## Work to be completed:
Convert the stretch of entries from the line containing "Localize any town present in the scene." through the line containing "[70,90,134,112]" into a Markdown table with the columns Row and Text. Number each line in Row, put the line itself in Text, and leave out any blank lines.

## Items from a labeling collection:

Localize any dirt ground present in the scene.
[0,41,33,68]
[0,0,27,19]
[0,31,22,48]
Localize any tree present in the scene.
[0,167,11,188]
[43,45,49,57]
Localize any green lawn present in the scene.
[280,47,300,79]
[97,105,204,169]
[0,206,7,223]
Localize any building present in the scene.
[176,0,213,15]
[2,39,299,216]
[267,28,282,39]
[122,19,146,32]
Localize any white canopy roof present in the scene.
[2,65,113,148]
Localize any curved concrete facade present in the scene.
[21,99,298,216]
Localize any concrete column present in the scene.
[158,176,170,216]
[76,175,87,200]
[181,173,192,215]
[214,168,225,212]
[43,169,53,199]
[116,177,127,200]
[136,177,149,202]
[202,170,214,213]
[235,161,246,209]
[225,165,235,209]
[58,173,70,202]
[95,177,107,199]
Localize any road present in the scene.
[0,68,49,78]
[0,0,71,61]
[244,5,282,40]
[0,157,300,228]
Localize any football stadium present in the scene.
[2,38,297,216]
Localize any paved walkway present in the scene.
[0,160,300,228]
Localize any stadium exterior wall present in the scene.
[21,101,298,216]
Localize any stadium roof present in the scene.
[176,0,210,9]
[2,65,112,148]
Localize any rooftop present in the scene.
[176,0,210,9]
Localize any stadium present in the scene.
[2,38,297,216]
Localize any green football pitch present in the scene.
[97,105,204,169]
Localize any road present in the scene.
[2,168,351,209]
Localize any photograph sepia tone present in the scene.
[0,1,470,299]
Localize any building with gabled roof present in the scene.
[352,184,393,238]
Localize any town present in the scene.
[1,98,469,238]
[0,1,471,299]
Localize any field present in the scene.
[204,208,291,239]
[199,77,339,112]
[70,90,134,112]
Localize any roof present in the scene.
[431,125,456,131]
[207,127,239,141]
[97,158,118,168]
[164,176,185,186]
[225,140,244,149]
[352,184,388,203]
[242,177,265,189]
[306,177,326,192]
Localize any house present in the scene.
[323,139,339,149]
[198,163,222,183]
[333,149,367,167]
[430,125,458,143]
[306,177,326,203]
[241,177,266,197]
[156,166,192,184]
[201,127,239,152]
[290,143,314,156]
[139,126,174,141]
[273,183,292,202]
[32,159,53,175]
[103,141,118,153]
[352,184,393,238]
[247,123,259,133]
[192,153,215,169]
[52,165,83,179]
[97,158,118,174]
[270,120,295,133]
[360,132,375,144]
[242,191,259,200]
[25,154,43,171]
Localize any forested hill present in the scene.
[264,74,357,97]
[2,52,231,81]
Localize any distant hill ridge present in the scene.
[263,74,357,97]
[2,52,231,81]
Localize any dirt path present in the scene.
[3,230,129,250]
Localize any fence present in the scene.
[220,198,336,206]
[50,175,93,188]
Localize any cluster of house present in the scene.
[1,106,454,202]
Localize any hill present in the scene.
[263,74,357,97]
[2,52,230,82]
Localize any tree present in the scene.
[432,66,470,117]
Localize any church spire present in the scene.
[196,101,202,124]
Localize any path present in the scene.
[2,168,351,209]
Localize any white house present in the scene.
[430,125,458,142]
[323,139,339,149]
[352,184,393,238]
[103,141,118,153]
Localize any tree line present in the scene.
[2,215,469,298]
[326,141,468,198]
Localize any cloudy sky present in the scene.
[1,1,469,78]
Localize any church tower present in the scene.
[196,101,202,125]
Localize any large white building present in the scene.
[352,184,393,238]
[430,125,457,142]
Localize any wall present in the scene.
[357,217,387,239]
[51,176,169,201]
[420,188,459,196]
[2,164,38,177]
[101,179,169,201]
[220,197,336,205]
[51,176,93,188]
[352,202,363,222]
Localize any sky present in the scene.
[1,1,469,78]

## Answer to the problem:
| Row | Text |
|---|---|
| 1 | Localize any town present in the scene. |
| 2 | [1,98,469,238] |
| 3 | [0,1,471,299] |
| 4 | Localize any field present in the scene. |
| 5 | [204,208,291,239] |
| 6 | [199,77,339,112] |
| 7 | [70,90,134,112] |